Work to do: Render every line of the items below as a Markdown table with the columns "Row" and "Line", numbering the rows in order and leaving out blank lines.

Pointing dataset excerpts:
※

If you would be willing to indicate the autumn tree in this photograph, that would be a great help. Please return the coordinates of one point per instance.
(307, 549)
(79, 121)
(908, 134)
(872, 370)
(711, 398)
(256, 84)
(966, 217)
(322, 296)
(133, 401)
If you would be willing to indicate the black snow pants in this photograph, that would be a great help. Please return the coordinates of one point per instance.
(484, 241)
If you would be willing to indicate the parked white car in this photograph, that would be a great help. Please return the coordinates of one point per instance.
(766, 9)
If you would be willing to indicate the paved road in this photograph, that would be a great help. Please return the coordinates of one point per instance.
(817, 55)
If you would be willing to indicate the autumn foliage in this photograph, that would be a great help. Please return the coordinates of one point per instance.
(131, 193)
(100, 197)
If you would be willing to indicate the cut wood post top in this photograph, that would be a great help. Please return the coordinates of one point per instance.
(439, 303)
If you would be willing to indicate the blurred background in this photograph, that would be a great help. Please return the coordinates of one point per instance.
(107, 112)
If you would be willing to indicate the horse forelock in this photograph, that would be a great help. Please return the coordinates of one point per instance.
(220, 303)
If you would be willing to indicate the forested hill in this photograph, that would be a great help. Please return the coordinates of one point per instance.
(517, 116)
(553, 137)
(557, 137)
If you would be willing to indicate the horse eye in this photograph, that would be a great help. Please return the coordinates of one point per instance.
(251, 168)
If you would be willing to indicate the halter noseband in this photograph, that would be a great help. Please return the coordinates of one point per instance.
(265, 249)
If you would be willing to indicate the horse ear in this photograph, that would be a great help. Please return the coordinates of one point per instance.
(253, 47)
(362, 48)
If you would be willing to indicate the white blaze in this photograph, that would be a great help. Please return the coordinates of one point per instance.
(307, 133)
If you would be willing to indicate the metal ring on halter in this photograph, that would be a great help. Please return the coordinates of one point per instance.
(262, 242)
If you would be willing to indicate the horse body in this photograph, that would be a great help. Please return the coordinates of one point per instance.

※

Answer for the task:
| Row | Line |
|---|---|
| 1 | If you would be willing to indicate the autumn tree in this photograph, that would be a great help. Please return the coordinates of one point per instance. |
| 2 | (307, 549) |
| 3 | (79, 121) |
| 4 | (908, 134) |
| 5 | (872, 370) |
| 6 | (711, 398) |
| 7 | (256, 84) |
| 8 | (966, 217) |
| 9 | (322, 296) |
| 10 | (133, 401) |
| 11 | If you would be willing to indicate the black snow pants in this photograph, that would be a great help. Please return the coordinates of one point per instance. |
| 12 | (484, 241) |
| 13 | If you would be willing to indicate the parked white car in this photograph, that would be a great help. Please return the coordinates of one point per instance. |
| 14 | (766, 9) |
| 15 | If you would be willing to indicate the paved road in this photograph, that would be a great help. Please return the coordinates of one point per instance. |
| 16 | (817, 55) |
| 17 | If you would be willing to indicate the autumn foliage in this photograph, that would be a great help. Please return the coordinates of one point per instance. |
| 18 | (131, 193) |
| 19 | (100, 197) |
| 20 | If you would be willing to indicate the cut wood post top in this photograph, that would be a great help. Please return the coordinates of one point per instance. |
| 21 | (439, 303) |
| 22 | If you would be willing to indicate the blurred background in this photograph, that would be a great help. Please return the coordinates of one point per instance. |
| 23 | (107, 112) |
| 24 | If you would be willing to indicate the horse forelock in this photograph, that would be a great help. Please return the coordinates of one point per instance. |
| 25 | (220, 303) |
| 26 | If you would be willing to indicate the forested hill in this photograph, that would be a great help. Please return the coordinates of one point per instance. |
| 27 | (517, 116) |
| 28 | (553, 137) |
| 29 | (557, 137) |
| 30 | If you would be willing to indicate the horse eye in this photograph, that would be a great help. Please return the coordinates of one point per instance. |
| 31 | (251, 168) |
| 32 | If you would be willing to indicate the halter noseband in this photograph, that would be a great help. Please return the coordinates of one point per instance. |
| 33 | (265, 249) |
| 34 | If you would be willing to indicate the horse ear in this photograph, that would be a great help. Please return the coordinates of one point per instance. |
| 35 | (253, 47) |
| 36 | (362, 48) |
| 37 | If you would be willing to indicate the white blaze in this photograph, that would be a great help. Please return the coordinates of one point per instance. |
| 38 | (307, 133) |
| 39 | If you would be willing to indicate the metal ring on halter in this photograph, that would be a great help. Please return the coordinates of one point per instance. |
| 40 | (262, 242) |
| 41 | If you would be willing to indicate the horse body in this photograph, that would be a great help. Please return the coordinates of one point per instance. |